В тот же день друзья нашли мне новое жилье, тоже на улице Хорива. Меня это не сильно обрадовало, так как через два дня полиция пришла в квартиру, где была типография. И несмотря на то что дом тем временем успели побелить, сыскные утверждали, что в квартире чувствуется запах типографской краски. «Видно, мы опоздали!» – сказали они. Но за запах в тюрьму не сажают.
Я заметил, что за мной следят. Два «ангела-хранителя» сопровождали каждый мой шаг. Это было очень неприятное ощущение. Было ясно, что полиция медлит с моим арестом только потому, что уверена – я сам в конце концов попадусь им в руки, но надо подождать, чтобы разведать про всех, с кем я общаюсь.

Исходные данные:
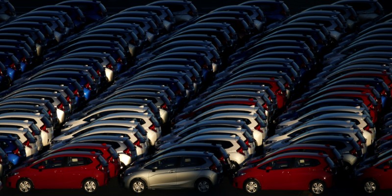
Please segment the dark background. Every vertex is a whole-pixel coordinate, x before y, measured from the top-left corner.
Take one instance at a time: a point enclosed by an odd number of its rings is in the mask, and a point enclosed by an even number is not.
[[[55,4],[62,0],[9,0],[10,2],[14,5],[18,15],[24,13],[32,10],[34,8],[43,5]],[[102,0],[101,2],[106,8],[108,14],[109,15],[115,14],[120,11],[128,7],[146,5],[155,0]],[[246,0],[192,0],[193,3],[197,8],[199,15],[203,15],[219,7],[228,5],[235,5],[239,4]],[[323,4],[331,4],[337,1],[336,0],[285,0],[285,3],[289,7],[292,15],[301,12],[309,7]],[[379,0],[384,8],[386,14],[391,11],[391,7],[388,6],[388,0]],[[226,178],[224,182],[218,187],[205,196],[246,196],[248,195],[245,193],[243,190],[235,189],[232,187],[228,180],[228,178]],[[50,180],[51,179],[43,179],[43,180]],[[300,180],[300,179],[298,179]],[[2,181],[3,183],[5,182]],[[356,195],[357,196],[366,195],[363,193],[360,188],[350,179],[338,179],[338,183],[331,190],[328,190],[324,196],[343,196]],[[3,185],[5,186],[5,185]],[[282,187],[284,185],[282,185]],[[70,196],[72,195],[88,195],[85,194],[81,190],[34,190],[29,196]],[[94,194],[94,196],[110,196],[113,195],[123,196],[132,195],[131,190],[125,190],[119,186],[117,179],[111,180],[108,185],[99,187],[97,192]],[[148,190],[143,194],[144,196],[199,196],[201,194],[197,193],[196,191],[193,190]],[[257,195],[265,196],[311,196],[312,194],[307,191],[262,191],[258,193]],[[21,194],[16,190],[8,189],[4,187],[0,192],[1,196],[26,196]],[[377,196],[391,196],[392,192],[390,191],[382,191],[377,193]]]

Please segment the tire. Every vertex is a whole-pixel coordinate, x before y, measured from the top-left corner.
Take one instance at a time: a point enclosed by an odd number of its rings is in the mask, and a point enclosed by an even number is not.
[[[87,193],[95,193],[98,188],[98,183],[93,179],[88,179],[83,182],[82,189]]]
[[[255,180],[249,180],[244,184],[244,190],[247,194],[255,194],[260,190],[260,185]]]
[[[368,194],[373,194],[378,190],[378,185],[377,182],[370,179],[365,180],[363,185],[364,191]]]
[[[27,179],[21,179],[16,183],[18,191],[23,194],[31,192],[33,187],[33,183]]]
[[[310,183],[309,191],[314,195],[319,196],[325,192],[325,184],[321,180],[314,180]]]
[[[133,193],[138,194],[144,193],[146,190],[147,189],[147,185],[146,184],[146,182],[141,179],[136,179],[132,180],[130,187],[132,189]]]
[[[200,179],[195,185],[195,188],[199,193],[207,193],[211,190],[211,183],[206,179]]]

Требуемое действие: Верните фрагмент отрывка без изменений: начните с места, где стоят слова «В тот же день», и остановитесь после слов «тюрьму не сажают.». Записи для выполнения этого задания не понадобятся.

Результат:
В тот же день друзья нашли мне новое жилье, тоже на улице Хорива. Меня это не сильно обрадовало, так как через два дня полиция пришла в квартиру, где была типография. И несмотря на то что дом тем временем успели побелить, сыскные утверждали, что в квартире чувствуется запах типографской краски. «Видно, мы опоздали!» – сказали они. Но за запах в тюрьму не сажают.